------ SOURCE PASSAGE ------

Monday, November 21, 2011

REPORT: Recycling and EPR can create 1.5 million new jobs in the U.S.

A new report claims that recycling 75% of municipal solid waste (MSW) and construction and demolition debris (C&D) by 2030 will result in 1.5 million new jobs and result in greenhouse gas and pollution reduction benefits.
The report, More Jobs, Less Pollution: Growing the Recycling Economy in the U.S.,was conducted by Boston-based Tellus Institute with Seattle-based Sound Resources Management. It was prepared for a coalition of labor, environmental and social justice organizations, including the BlueGreen Alliance, SEIU, NRDC, Teamsters, Recycling Works!, and the Global Alliance for Incinerator Alternatives.
Two of the four recommended policy options to achieve the 75% waste diversion rate are based on the principle of Extended Producer Responsibility:
  • Extended producer responsibility (EPR) regulations to encourage changes in product and packaging design that reduce volume/weight and toxicity and enhance recyclability or compostability.
  • A (national) bottle bill covering not only carbonated beverages such as soda and beer, but also bottled water, sports drinks, fruit juice, teas, etc., as has been adopted in California, Hawaii, and Maine.

From the press release:
“Never in our lifetime has it been more important to merge environmental progress with jobs,” said Allen Hershkowitz, senior scientist at the Natural Resources Defense Council. “The country is underachieving when it comes to recycling and we hear about high unemployment rates every day. This report raises hope. It confirms that organized labor and environmentalists can join together and reminds us that recycling still holds great potential to heal the planet in an ecologically and economically productive way. We want to educate and encourage policy makers at all levels of government about what they can do to create a more robust recycling system for our planet and our economy.”

------ RECORD EXTRACTS ------

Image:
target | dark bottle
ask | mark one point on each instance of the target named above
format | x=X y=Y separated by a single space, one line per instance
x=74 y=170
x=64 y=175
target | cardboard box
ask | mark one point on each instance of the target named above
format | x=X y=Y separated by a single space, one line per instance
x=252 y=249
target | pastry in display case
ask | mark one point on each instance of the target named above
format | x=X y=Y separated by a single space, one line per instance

------

▶ _WORK TASK 1_: According to the recycling jobs article, why does Allen Hershkowitz say the report raises hope? Answer in one to three sentences.
▶ _WORK TASK 2_: Write the next part of the recycling jobs article, picking up after its final sentence.
The entries come from a different source than the recycling jobs article.

▶ _WRITTEN REPLY 1_: He says the report confirms that organized labor and environmentalists can join together. He adds that it reminds us that recycling still holds great potential to heal the planet in an ecologically and economically productive way.

▶ _WRITTEN REPLY 2_:
Key findings
This study provides strong evidence that an enhanced national recycling and composting strategy in the United States can significantly and sustainably address critical national priorities including climate change, lasting job creation, and improved health. Achieving a 75 percent diversion rate for municipal solid waste (MSW) and construction and demolition debris (C&D) by 2030 will result in:
  • A total of 2.3 million jobs: Almost twice as many jobs as the projected 2030 Base Case Scenario, and about 2.7 times as many jobs as exist in 2008. There would be a significant number of additional indirect jobs associated with suppliers to this growing sector, and additional induced jobs from the increased spending by the new workers.
  • Lower greenhouse gas emissions: The reduction of almost 515 million metric tons of carbon dioxide equivalent (eMTCO2) from diversion activities, an additional 276 million eMTCO2 than the Base Case, equivalent to emissions from about 72 coal power plants or taking 50 million cars off the road.
  • Less pollution overall: Significant reductions in a range of conventional and toxic emissions that impact human and ecosystem health.
  • Unquantified benefits of reducing ecological pressures associated with use of non-renewable resources, conserving energy throughout the materials economy, and generating economic resiliency through stable, local employment.